EXCERTO PARA LER:
Também palco para Robert Pattinson, já habituado às andanças espaciais [“High Life”], mostrar a sua versatilidade, tendo no papel do “descartável" Mickey Barnes o seu exercício performativo tragicómico e por vezes com queda para contido slapstick. Perseguido por um implacável agiota, candidata-se a uma expedição de colonialismo espacial - liderada por um político falhado, populista e desprovido de qualquer noção de estadismo (um cruzamento bizarro entre Trump, Musk e Oprah) vivido por um dentudo Mark Ruffalo - como passaporte de fuga à sua eventual destino. Para tal, Mickey inscreve-se para esse tal cargo - descartáveis. Ou melhor, sacrifícios humanos, literalmente “carne para canhão" nos primeiros passos da humanidade em territórios interespaciais desconhecidos. Para isso, cedem corpo e mente a uma impressora humana que, após cada morte, os recria, perpetuando um ciclo mórbido e absurdo.

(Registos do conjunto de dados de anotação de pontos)
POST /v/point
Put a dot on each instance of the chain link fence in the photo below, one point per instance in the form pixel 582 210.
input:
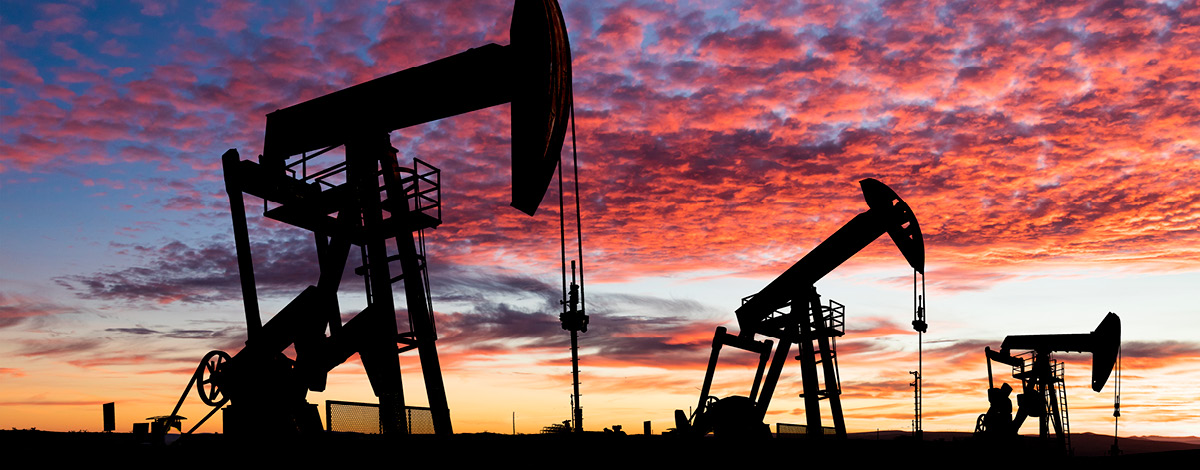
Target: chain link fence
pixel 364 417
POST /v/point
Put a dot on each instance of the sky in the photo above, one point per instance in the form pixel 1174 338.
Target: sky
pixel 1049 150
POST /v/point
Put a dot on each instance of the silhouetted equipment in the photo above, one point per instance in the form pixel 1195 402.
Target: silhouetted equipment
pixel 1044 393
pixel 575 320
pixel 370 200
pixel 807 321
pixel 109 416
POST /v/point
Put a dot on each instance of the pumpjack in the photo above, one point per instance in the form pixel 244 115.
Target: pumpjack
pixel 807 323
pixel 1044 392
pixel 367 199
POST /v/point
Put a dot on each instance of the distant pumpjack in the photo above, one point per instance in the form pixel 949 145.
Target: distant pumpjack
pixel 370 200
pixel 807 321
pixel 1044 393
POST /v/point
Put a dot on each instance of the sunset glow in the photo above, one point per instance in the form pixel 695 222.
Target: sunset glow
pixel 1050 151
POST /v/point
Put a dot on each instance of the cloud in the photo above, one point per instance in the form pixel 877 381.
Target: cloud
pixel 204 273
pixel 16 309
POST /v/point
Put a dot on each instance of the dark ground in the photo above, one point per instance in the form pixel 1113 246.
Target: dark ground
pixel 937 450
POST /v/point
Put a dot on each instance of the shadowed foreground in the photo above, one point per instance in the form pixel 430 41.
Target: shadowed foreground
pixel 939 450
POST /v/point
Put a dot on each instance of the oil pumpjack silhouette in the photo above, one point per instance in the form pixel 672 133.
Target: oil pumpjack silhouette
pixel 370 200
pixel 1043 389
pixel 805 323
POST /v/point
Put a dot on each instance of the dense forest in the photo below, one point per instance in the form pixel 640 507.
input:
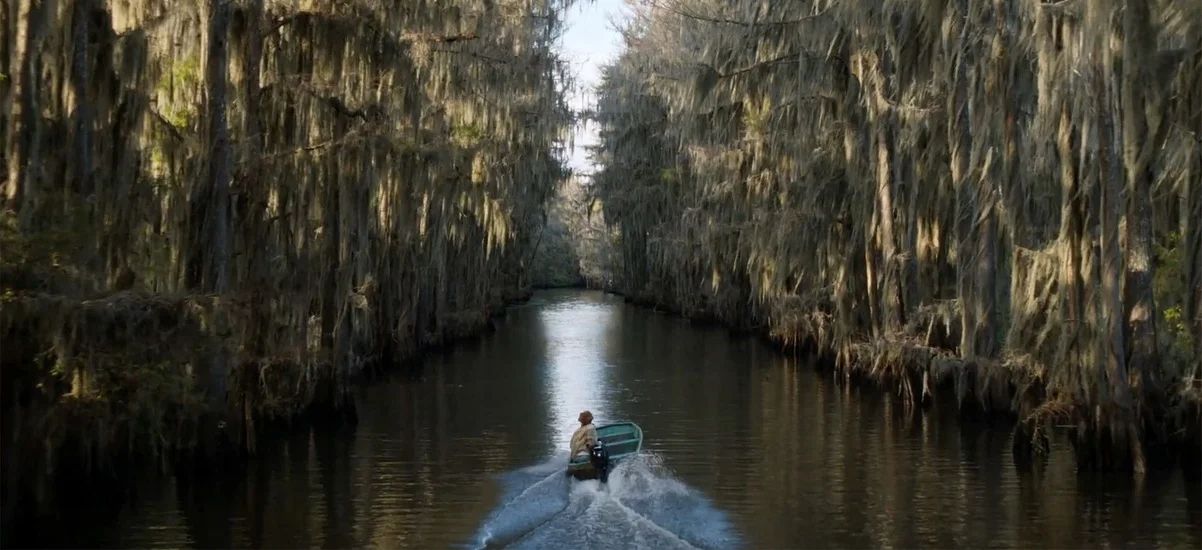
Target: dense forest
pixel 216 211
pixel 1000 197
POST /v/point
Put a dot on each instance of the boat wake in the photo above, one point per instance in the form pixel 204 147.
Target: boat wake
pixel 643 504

OBJETIVO INDICADO 1: Enumera todos os nomes de pessoas e personagens que aparecem no excerto para ler.
OBJETIVO INDICADO 2: Dispõe em lista JSON de strings, uma por linha e sem as linhas em branco, tudo o que vai desde o início das linhas de anotação de pontos até à linha que contém "pixel 109 416", ambas incluídas. Deixa as imagens de fora da resposta.
O excerto e as linhas não têm qualquer relação entre si.

RESPOSTA À TAREFA 1:
- Robert Pattinson
- Mickey Barnes
- Trump
- Musk
- Oprah
- Mark Ruffalo

RESPOSTA À TAREFA 2:
[
  "POST /v/point",
  "Put a dot on each instance of the chain link fence in the photo below, one point per instance in the form pixel 582 210.",
  "input:",
  "Target: chain link fence",
  "pixel 364 417",
  "POST /v/point",
  "Put a dot on each instance of the sky in the photo above, one point per instance in the form pixel 1174 338.",
  "Target: sky",
  "pixel 1049 150",
  "POST /v/point",
  "Put a dot on each instance of the silhouetted equipment in the photo above, one point per instance in the form pixel 1195 402.",
  "Target: silhouetted equipment",
  "pixel 1044 393",
  "pixel 575 320",
  "pixel 370 200",
  "pixel 807 321",
  "pixel 109 416"
]